Directive a> From the interview about flash fiction, write out the stretch from "- How did you" through "300-word flash-fiction story?" word for word.

I wasn’t sure if anyone would like my particular brand of writing, but getting a story shortlisted for the Bridport Prize (the first competition I entered) was a major boost, as well as being accepted into several upcoming horror anthologies and narrated podcasts over the following months, and here I still am!


I try to write 500 words a day on whatever project I’m working on, but I won’t beat myself up if I don’t! I think a lot of writers burn themselves out with the notion that you need to be writing a huge number of words constantly and consistently in order to be ‘legitimate’, and that simply isn’t true. If you only add 10 words to your story today, that’s still 10 words it didn’t have yesterday.

You can find links to my published work on my website: https://www.georgiacookwriter.com/

- How does it feel to have your work recognised?


Such a lovely surprise!

- What's the best thing and the hardest thing about writing a Flash-Fiction?

The best thing is definitely the length, and the wide variety of topics you can cover in a tiny story. I love the challenge of telling a fully complete narrative or painting an evocative image in as small a word count as possible.

The hardest thing for me is finding that satisfying snap-shot ending; with flash fiction I feel it’s all in how you frame the last few sentences, and how they contextualise the piece as a whole.

- How did you come up with the idea for your LISP selected story? Is there a story behind your story? And, how long have you been working on it?

I love writing and reading ghost stories. The majority of my published work so far has been for horror anthologies and podcasts, and I adore any aspect of speculative and ‘weird’ fiction.


All The Ghosts In The Ocean was one of the very first flash fictions I wrote back in 2020. I couldn’t get the image out of my head of all these ancient fishermen ghosts, floating just above the water far out to sea, and decided it would either make an excellent eerie painting, or a creepy little story!

- Can you please give us a few tips about writing a 300-word flash-fiction story?

Be brutal with your editing-- cut everything you don’t need. Read your work aloud, or get someone to read it aloud for you, and listen for the stumbles. With short-short fiction, I personally find it beneficial to have the ending worked out before the beginning; that way I know the destination I’m aiming for, and won’t waste words trying to get there.

- What's the best thing and the hardest thing about writing competitions?

Hardest thing is definitely the rejections. I find working to a deadline really reassuring, and it helps me finish my stories, but sometimes receiving 5+ rejections all in one go can be horrendously draining.

It bucks me up to know that everyone receives rejections, at every stage of their writing journey, and receiving a story back from somewhere just means I have another story to send out elsewhere!

Best thing is the community of writers! Meeting all sorts of people writing all sorts of things, and cheering one another on.

-Lastly, do you recommend the writers to give it a go on LISP?

Absolutely! Give your story a little polish, read it back a couple of times, and send it through!

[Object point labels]
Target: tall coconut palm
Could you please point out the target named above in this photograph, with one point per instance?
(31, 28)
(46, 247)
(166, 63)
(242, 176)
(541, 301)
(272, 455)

Directive b> Lay out every line of the listing as a Markdown table with the columns "No." and "Entry", numbering the rows and omitting any blank lines.

Answer a>
- How did you come up with the idea for your LISP selected story? Is there a story behind your story? And, how long have you been working on it?

I love writing and reading ghost stories. The majority of my published work so far has been for horror anthologies and podcasts, and I adore any aspect of speculative and ‘weird’ fiction.


All The Ghosts In The Ocean was one of the very first flash fictions I wrote back in 2020. I couldn’t get the image out of my head of all these ancient fishermen ghosts, floating just above the water far out to sea, and decided it would either make an excellent eerie painting, or a creepy little story!

- Can you please give us a few tips about writing a 300-word flash-fiction story?

Answer b>
| No. | Entry |
|---|---|
| 1 | Target: tall coconut palm |
| 2 | Could you please point out the target named above in this photograph, with one point per instance? |
| 3 | (31, 28) |
| 4 | (46, 247) |
| 5 | (166, 63) |
| 6 | (242, 176) |
| 7 | (541, 301) |
| 8 | (272, 455) |